> _Passage shown_
** Start **
Sorry, I added a check in mremap to return early if
hugetlb_vma_sharable() in v2.

> > +
> > + /* Prevent race with file truncation */
> > + i_mmap_lock_write(mapping);
>
> It may not apply as long as you really prevent remap of mappings which
> can share page tables, but i_mmap_lock_write also protects against pmd
> unsharing. In a mapping with sharing possible, src_pte is not stable
> until i_mmap_rwsem is held in write mode.
>
> > +
> > + dst_pte = huge_pte_offset(mm, new_addr, huge_page_size(h));
> > + dst_ptl = huge_pte_lock(h, mm, dst_pte);
> > + src_ptl = huge_pte_lockptr(h, mm, src_pte);
> > + /*
> > + * We don't have to worry about the ordering of src and dst ptlocks
> > + * because exclusive mmap_sem (or the i_mmap_lock) prevents deadlock.
> > + */
> > + if (src_ptl != dst_ptl)
> > + spin_lock_nested(src_ptl, SINGLE_DEPTH_NESTING);
> > +
> > + pte = huge_ptep_get_and_clear(mm, old_addr, src_pte);
> > + set_huge_pte_at(mm, new_addr, dst_pte, pte);
> > +
> > + if (src_ptl != dst_ptl)
> > + spin_unlock(src_ptl);
> > + spin_unlock(dst_ptl);
> > + i_mmap_unlock_write(mapping);
> > +}
> > +
> > +int move_hugetlb_page_tables(struct vm_area_struct *vma, unsigned long old_addr,
> > + unsigned long new_addr, unsigned long len)
** End **
> _Given information_
** Start **
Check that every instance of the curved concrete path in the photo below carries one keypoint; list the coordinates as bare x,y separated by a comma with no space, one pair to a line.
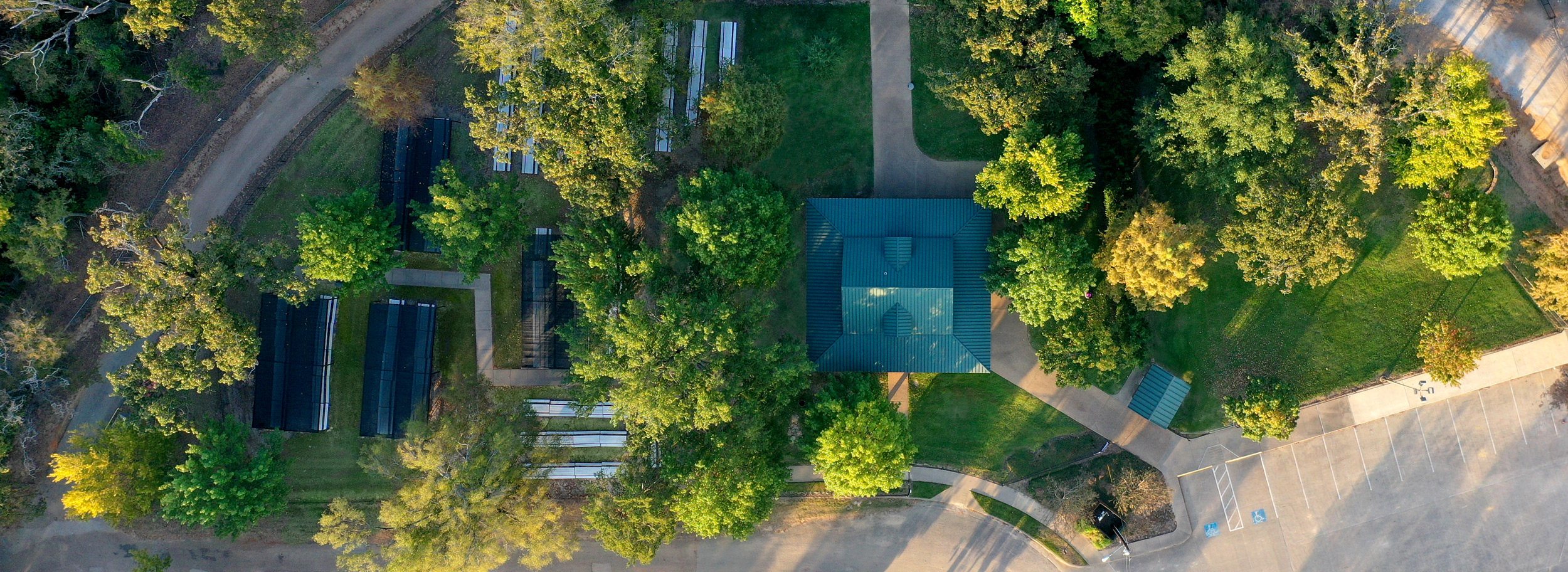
** End **
> _Given exercise_
Could you continue the hugetlb mremap patch discussion from its last line?

> _Output of the exercise_
> > +{
> > + struct hstate *h = hstate_vma(vma);
> > + unsigned long sz = huge_page_size(h);
> > + struct mm_struct *mm = vma->vm_mm;
> > + unsigned long old_end = old_addr + len;
> > + pte_t *src_pte, *dst_pte;
> > + struct mmu_notifier_range range;
> > +
> > + mmu_notifier_range_init(&range, MMU_NOTIFY_CLEAR, 0, vma, mm, old_addr,
> > + old_end);
> > + mmu_notifier_invalidate_range_start(&range);
> > + for (; old_addr < old_end; old_addr += sz, new_addr += sz) {
> > + src_pte = huge_pte_offset(mm, old_addr, sz);
> > + if (!src_pte)
> > + continue;
> > + if (huge_pte_none(huge_ptep_get(src_pte)))
> > + continue;
> > + dst_pte = huge_pte_alloc(mm, vma, new_addr, sz);
> > + if (!dst_pte)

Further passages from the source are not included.